• Task goal:
All that is needed is the number of lines in the records that contain the word "below", stated without anything else.

START Supplied data

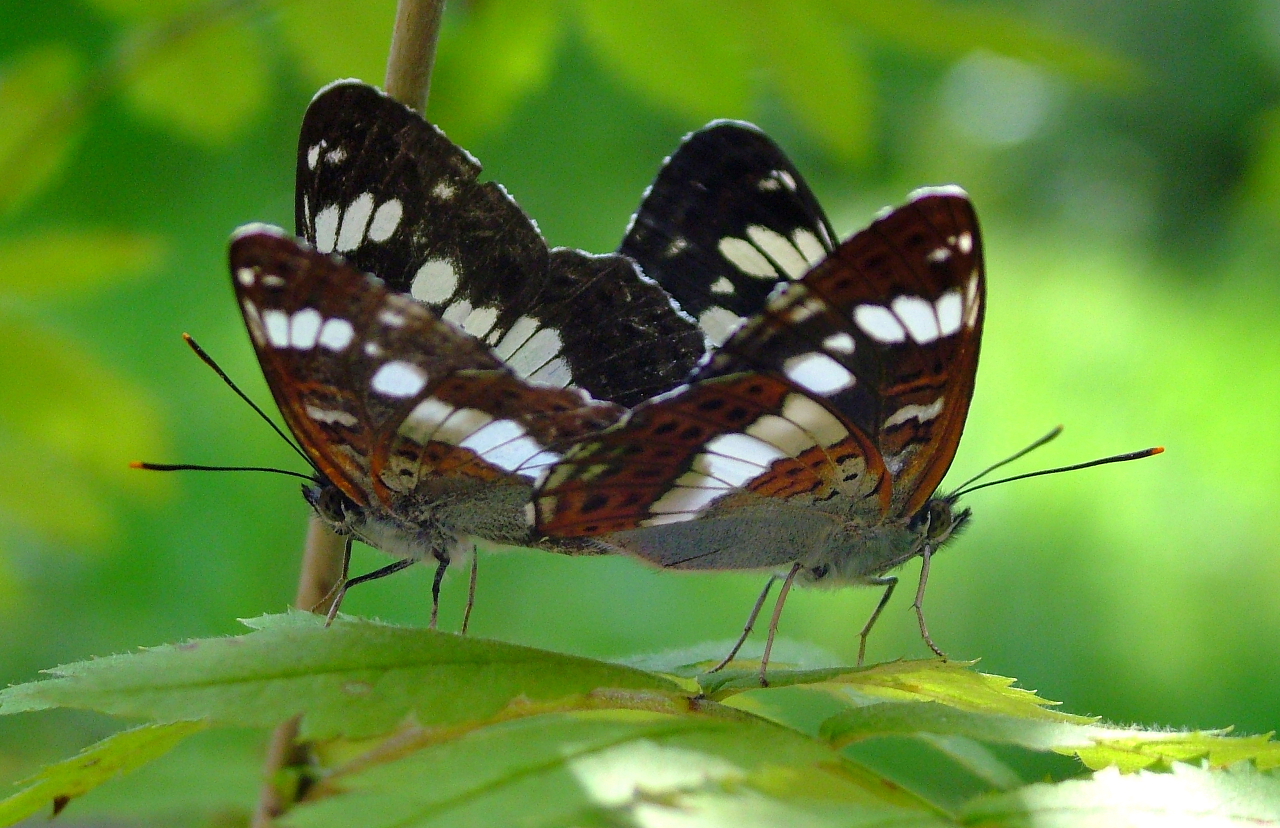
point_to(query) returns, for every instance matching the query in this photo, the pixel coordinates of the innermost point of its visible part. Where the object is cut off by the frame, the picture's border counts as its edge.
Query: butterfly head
(339, 512)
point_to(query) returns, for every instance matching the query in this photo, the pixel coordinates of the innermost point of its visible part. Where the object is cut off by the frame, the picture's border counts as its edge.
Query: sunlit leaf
(695, 58)
(616, 767)
(490, 56)
(1187, 797)
(338, 39)
(356, 678)
(819, 73)
(68, 262)
(114, 755)
(64, 405)
(40, 119)
(208, 83)
(952, 30)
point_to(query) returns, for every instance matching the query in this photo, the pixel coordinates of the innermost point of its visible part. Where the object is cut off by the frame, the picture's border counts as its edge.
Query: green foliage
(417, 727)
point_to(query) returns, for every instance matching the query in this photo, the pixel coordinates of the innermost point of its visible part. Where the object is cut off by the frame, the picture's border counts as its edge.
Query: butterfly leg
(435, 590)
(471, 591)
(392, 568)
(773, 622)
(750, 625)
(919, 602)
(888, 582)
(339, 588)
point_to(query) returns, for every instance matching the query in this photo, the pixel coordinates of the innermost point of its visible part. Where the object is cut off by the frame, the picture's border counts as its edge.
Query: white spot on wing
(718, 323)
(337, 334)
(839, 343)
(327, 228)
(744, 256)
(305, 328)
(519, 334)
(480, 321)
(878, 323)
(398, 379)
(355, 219)
(722, 286)
(922, 414)
(780, 250)
(434, 282)
(917, 315)
(385, 220)
(277, 324)
(818, 373)
(950, 307)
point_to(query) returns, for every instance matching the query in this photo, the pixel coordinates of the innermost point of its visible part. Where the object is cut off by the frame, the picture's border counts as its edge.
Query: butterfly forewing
(860, 376)
(383, 187)
(727, 218)
(392, 405)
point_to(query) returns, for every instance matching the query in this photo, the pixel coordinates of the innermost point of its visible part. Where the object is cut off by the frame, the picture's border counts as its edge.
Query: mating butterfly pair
(732, 390)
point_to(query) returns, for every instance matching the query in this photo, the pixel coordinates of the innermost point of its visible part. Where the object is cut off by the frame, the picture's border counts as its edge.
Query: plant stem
(408, 81)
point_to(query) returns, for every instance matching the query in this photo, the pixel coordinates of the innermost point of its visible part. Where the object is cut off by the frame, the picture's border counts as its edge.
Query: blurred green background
(1124, 160)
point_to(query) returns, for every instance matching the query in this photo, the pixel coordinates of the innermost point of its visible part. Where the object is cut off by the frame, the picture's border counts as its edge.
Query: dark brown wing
(383, 396)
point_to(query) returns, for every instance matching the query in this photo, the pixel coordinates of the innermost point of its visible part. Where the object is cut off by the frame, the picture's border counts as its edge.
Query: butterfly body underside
(421, 438)
(818, 433)
(389, 192)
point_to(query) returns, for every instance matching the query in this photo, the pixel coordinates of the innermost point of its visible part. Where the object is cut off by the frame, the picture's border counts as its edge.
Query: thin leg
(750, 623)
(435, 590)
(888, 582)
(392, 568)
(919, 602)
(471, 591)
(773, 622)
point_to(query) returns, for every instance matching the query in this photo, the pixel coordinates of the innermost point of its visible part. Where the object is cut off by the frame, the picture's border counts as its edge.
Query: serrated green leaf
(208, 85)
(69, 262)
(94, 765)
(490, 56)
(109, 421)
(826, 82)
(355, 678)
(952, 30)
(40, 120)
(1136, 750)
(615, 767)
(338, 39)
(695, 58)
(1187, 797)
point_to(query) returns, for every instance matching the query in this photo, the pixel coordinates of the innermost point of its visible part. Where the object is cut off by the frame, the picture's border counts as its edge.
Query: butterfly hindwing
(383, 187)
(727, 219)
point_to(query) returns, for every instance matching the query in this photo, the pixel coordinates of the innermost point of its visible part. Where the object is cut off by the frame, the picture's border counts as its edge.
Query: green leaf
(356, 678)
(954, 30)
(615, 767)
(490, 56)
(1187, 797)
(40, 120)
(71, 262)
(110, 421)
(208, 83)
(338, 39)
(695, 58)
(110, 758)
(826, 82)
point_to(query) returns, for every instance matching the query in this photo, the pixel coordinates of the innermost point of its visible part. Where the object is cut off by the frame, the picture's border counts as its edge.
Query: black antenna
(1114, 458)
(1009, 460)
(191, 467)
(208, 360)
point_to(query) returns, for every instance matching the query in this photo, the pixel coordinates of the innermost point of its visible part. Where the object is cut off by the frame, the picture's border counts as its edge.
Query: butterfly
(814, 438)
(421, 439)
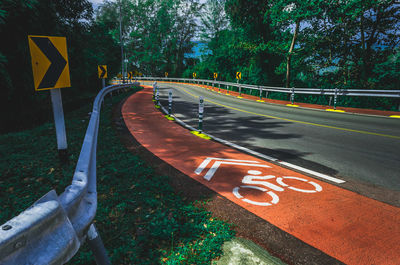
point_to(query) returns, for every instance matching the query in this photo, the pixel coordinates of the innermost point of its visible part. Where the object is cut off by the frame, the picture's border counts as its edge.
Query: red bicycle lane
(347, 226)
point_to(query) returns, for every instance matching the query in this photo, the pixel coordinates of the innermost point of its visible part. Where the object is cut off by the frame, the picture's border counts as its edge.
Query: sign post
(292, 96)
(157, 97)
(201, 112)
(335, 99)
(238, 77)
(102, 71)
(154, 90)
(169, 102)
(215, 78)
(194, 76)
(51, 72)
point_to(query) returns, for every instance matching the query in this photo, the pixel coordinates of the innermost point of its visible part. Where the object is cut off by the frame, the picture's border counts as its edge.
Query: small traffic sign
(238, 75)
(49, 62)
(102, 71)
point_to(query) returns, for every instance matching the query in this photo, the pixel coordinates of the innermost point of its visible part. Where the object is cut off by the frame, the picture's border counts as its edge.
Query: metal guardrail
(292, 91)
(54, 227)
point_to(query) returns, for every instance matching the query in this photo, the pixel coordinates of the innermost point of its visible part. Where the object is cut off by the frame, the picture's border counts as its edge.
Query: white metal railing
(54, 227)
(308, 91)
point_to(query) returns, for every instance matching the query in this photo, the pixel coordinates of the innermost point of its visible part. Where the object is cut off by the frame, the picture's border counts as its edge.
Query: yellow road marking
(335, 110)
(295, 121)
(201, 135)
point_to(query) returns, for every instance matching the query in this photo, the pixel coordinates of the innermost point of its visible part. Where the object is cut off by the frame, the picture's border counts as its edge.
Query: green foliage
(156, 34)
(142, 220)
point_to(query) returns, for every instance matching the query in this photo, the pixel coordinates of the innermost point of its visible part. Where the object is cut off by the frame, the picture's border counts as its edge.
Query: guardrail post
(157, 97)
(201, 112)
(154, 90)
(96, 245)
(335, 99)
(170, 102)
(292, 96)
(59, 123)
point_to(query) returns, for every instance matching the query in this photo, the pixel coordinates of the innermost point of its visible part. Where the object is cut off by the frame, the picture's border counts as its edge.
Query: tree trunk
(289, 56)
(363, 56)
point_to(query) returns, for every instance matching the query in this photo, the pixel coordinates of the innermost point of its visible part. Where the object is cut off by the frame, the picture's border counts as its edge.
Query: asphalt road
(351, 147)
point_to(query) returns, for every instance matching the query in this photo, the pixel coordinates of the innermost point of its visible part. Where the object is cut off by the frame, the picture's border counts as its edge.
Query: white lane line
(269, 158)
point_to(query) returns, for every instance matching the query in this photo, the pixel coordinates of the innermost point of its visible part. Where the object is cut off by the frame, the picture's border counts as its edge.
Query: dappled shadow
(244, 130)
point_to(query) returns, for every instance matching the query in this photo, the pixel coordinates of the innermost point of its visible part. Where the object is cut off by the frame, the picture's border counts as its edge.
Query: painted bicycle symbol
(254, 180)
(272, 198)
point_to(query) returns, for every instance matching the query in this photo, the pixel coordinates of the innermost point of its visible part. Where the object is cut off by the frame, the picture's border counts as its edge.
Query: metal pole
(169, 102)
(154, 90)
(157, 97)
(122, 45)
(96, 245)
(201, 112)
(292, 96)
(335, 99)
(58, 112)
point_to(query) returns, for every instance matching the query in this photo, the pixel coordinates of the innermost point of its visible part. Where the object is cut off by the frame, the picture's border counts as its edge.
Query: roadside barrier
(335, 93)
(52, 230)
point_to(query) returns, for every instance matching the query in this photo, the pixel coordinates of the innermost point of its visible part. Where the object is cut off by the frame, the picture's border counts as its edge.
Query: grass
(141, 219)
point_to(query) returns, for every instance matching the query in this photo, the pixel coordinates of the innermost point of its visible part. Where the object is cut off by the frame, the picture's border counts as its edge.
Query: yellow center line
(295, 121)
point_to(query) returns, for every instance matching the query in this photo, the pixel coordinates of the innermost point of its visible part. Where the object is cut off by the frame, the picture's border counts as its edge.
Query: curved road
(360, 148)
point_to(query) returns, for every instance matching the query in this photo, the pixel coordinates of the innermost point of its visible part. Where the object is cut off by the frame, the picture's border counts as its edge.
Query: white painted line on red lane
(312, 172)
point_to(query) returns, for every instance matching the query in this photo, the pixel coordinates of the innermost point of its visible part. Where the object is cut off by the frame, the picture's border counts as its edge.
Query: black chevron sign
(102, 69)
(49, 62)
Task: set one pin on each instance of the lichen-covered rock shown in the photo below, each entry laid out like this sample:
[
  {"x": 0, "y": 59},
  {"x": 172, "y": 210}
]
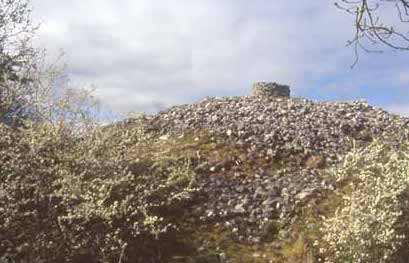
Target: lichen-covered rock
[
  {"x": 288, "y": 148},
  {"x": 267, "y": 89}
]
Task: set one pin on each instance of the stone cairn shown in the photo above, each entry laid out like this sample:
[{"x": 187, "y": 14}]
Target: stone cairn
[{"x": 270, "y": 89}]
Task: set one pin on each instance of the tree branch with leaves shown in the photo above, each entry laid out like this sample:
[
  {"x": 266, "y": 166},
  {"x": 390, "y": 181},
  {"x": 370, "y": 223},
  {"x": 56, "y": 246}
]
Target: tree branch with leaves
[{"x": 370, "y": 28}]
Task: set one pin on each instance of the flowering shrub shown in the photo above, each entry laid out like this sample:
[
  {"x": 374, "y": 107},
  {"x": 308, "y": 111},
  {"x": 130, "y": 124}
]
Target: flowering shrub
[
  {"x": 100, "y": 197},
  {"x": 365, "y": 228}
]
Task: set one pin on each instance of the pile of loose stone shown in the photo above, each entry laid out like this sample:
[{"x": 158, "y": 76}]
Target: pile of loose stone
[{"x": 274, "y": 126}]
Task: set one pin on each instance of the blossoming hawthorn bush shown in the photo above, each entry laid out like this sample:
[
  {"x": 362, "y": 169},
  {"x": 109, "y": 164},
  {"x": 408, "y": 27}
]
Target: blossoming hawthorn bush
[
  {"x": 369, "y": 227},
  {"x": 88, "y": 198}
]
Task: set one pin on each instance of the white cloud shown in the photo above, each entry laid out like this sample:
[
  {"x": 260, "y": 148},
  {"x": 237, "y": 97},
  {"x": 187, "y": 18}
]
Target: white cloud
[{"x": 144, "y": 55}]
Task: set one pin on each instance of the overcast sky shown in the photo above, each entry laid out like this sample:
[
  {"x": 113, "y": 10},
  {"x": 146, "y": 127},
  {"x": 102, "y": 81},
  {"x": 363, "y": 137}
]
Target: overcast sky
[{"x": 145, "y": 55}]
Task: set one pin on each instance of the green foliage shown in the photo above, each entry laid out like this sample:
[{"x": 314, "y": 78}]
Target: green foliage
[
  {"x": 66, "y": 198},
  {"x": 366, "y": 227}
]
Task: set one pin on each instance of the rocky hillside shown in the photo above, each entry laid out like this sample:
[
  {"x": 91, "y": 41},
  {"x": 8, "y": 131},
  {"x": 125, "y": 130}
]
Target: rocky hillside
[
  {"x": 264, "y": 178},
  {"x": 267, "y": 158}
]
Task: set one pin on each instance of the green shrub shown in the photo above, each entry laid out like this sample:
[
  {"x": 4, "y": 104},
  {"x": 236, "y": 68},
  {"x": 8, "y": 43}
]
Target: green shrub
[
  {"x": 366, "y": 227},
  {"x": 70, "y": 198}
]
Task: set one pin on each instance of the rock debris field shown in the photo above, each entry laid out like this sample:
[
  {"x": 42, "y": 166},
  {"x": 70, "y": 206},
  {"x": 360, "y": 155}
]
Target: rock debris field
[{"x": 308, "y": 138}]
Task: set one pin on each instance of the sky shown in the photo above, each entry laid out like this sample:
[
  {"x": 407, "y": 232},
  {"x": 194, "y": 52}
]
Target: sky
[{"x": 145, "y": 55}]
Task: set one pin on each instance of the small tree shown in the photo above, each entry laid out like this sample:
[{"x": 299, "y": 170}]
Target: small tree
[
  {"x": 370, "y": 27},
  {"x": 17, "y": 58}
]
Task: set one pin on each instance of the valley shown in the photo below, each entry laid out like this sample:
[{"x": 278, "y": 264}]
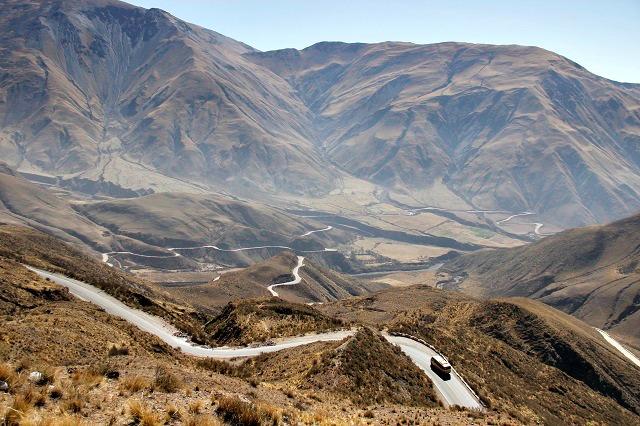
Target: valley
[{"x": 197, "y": 232}]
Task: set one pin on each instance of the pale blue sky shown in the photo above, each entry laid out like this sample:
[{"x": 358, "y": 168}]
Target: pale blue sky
[{"x": 603, "y": 36}]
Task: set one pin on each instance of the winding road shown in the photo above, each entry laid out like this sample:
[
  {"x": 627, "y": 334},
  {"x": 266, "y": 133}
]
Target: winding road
[
  {"x": 174, "y": 250},
  {"x": 452, "y": 392},
  {"x": 306, "y": 234},
  {"x": 296, "y": 277},
  {"x": 624, "y": 351}
]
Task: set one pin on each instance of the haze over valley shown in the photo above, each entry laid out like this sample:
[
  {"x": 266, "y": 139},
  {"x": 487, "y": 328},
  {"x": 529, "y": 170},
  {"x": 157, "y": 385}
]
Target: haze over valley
[{"x": 193, "y": 231}]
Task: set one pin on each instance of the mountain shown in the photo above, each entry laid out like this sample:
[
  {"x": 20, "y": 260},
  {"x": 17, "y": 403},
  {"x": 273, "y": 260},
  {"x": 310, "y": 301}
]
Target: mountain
[
  {"x": 319, "y": 284},
  {"x": 510, "y": 127},
  {"x": 105, "y": 92},
  {"x": 99, "y": 366},
  {"x": 592, "y": 273},
  {"x": 116, "y": 99},
  {"x": 519, "y": 355}
]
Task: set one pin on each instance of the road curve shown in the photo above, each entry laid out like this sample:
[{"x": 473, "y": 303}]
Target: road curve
[
  {"x": 452, "y": 391},
  {"x": 328, "y": 228},
  {"x": 296, "y": 277},
  {"x": 167, "y": 333},
  {"x": 613, "y": 342}
]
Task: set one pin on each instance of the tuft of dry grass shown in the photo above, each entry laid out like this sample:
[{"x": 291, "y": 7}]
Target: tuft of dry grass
[
  {"x": 141, "y": 415},
  {"x": 235, "y": 411},
  {"x": 165, "y": 381},
  {"x": 7, "y": 373},
  {"x": 118, "y": 351},
  {"x": 14, "y": 414},
  {"x": 196, "y": 407},
  {"x": 203, "y": 420},
  {"x": 86, "y": 377},
  {"x": 135, "y": 384},
  {"x": 74, "y": 403},
  {"x": 173, "y": 413},
  {"x": 47, "y": 376},
  {"x": 63, "y": 420}
]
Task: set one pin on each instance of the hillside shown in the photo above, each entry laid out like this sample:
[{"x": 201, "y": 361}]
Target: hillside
[
  {"x": 591, "y": 273},
  {"x": 520, "y": 356},
  {"x": 113, "y": 99},
  {"x": 318, "y": 284},
  {"x": 98, "y": 369},
  {"x": 258, "y": 320},
  {"x": 508, "y": 350},
  {"x": 506, "y": 127},
  {"x": 137, "y": 99}
]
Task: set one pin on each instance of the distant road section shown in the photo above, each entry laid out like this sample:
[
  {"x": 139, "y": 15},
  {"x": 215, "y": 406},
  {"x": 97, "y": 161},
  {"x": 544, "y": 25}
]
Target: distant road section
[
  {"x": 296, "y": 278},
  {"x": 630, "y": 356},
  {"x": 169, "y": 334},
  {"x": 451, "y": 392}
]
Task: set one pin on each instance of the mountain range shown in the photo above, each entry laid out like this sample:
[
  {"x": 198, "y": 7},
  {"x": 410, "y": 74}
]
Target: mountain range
[{"x": 116, "y": 99}]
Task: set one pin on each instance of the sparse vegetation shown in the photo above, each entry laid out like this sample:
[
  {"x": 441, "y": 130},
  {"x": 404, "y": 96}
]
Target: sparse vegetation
[
  {"x": 236, "y": 411},
  {"x": 255, "y": 320},
  {"x": 165, "y": 381},
  {"x": 135, "y": 383},
  {"x": 142, "y": 415},
  {"x": 118, "y": 351}
]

END Supplied data

• Result for this exercise:
2